• [Task]: Set down verbatim only the lines of the entries below that run from the line containing "Find the overcast sky." through the end of the entries, with both ends included.

• [Provided data]:
begin

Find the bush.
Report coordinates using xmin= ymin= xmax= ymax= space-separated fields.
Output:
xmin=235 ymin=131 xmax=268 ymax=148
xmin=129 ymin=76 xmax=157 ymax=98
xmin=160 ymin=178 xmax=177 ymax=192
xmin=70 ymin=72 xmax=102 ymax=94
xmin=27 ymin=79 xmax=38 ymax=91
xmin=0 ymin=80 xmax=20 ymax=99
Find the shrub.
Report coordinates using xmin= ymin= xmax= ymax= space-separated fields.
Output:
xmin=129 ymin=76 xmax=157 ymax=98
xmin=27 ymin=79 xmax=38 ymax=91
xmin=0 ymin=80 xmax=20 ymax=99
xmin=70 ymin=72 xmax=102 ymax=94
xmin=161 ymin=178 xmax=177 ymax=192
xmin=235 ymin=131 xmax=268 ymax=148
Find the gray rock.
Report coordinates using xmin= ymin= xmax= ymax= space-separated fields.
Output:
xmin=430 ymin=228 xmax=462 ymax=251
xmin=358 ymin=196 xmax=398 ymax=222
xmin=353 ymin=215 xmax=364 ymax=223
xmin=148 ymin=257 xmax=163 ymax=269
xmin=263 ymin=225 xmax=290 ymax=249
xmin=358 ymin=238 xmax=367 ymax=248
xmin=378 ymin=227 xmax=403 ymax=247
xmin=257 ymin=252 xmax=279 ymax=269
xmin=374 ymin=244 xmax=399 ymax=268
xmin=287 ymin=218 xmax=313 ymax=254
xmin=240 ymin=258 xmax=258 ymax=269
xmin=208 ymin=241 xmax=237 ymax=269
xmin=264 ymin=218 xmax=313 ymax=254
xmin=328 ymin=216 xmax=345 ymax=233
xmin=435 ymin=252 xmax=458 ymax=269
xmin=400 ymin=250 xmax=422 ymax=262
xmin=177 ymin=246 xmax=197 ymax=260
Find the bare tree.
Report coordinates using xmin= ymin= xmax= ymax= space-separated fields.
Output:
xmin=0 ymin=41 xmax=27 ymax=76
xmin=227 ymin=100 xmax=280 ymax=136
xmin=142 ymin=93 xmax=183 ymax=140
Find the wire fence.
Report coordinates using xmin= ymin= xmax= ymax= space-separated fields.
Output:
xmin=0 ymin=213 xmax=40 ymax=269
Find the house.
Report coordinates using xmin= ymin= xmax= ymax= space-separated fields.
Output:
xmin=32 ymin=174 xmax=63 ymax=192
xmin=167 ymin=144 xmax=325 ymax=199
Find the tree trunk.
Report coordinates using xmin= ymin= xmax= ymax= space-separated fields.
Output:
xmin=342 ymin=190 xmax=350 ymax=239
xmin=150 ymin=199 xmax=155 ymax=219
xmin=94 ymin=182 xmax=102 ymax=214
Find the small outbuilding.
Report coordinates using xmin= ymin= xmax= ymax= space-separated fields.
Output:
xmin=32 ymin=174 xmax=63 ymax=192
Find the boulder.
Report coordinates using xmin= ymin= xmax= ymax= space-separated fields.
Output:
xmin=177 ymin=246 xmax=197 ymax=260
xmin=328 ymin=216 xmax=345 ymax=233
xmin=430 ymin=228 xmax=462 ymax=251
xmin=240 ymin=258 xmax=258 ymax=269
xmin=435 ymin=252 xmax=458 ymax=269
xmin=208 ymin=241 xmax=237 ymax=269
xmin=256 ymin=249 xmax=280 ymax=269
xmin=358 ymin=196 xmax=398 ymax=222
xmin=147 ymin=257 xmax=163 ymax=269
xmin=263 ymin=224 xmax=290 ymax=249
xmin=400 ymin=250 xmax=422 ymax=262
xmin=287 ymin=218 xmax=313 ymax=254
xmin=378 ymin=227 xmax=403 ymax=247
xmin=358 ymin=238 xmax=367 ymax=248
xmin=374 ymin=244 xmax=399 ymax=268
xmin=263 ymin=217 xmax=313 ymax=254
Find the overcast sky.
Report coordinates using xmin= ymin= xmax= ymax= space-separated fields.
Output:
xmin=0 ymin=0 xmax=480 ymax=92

end

• [Written reply]:
Find the overcast sky.
Report coordinates using xmin= ymin= xmax= ymax= space-separated fields.
Output:
xmin=0 ymin=0 xmax=480 ymax=92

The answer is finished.